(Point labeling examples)
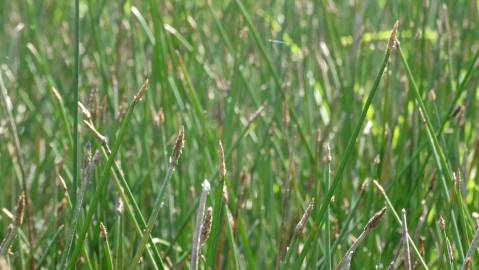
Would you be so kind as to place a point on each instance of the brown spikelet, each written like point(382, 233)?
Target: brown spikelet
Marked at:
point(84, 111)
point(119, 206)
point(442, 223)
point(393, 42)
point(178, 148)
point(61, 183)
point(257, 113)
point(206, 229)
point(302, 222)
point(221, 154)
point(57, 95)
point(379, 187)
point(20, 207)
point(103, 231)
point(93, 103)
point(328, 153)
point(467, 263)
point(141, 92)
point(101, 139)
point(364, 186)
point(373, 222)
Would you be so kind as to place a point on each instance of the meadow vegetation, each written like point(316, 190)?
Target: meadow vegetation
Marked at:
point(239, 134)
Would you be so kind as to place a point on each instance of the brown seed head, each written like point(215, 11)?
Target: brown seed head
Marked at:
point(119, 206)
point(442, 223)
point(221, 154)
point(101, 139)
point(328, 153)
point(84, 111)
point(364, 185)
point(302, 222)
point(379, 187)
point(374, 221)
point(178, 148)
point(467, 263)
point(141, 92)
point(20, 207)
point(206, 228)
point(57, 95)
point(393, 42)
point(61, 183)
point(103, 231)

WRITTEN TASK:
Update all of the records above, changing "Marked at" to "Located at" wherever it occurs and keeping everything else the same. Leave the pictures out of your answer.

SOLVED PROBLEM:
Would you be so kind as to place a point on each instance of the brown spikelet, each written like point(382, 233)?
Target: brown spikelet
Located at:
point(84, 111)
point(119, 206)
point(442, 223)
point(393, 42)
point(178, 148)
point(61, 183)
point(257, 113)
point(206, 229)
point(302, 222)
point(221, 154)
point(57, 95)
point(379, 187)
point(20, 207)
point(103, 231)
point(93, 103)
point(328, 153)
point(467, 263)
point(141, 92)
point(101, 139)
point(364, 186)
point(373, 222)
Would you be so kind as to place a point on each instance of the meadow vegetation, each written like point(316, 190)?
Target: meadow vegetation
Located at:
point(239, 134)
Would you be so kind as to place a point on each instance of the brown seed head, each written like point(215, 11)?
Target: brown seed head
Located at:
point(119, 206)
point(442, 223)
point(221, 154)
point(101, 139)
point(328, 153)
point(84, 111)
point(364, 185)
point(302, 222)
point(379, 187)
point(374, 221)
point(178, 148)
point(467, 263)
point(141, 92)
point(20, 207)
point(206, 228)
point(57, 95)
point(393, 42)
point(61, 183)
point(103, 231)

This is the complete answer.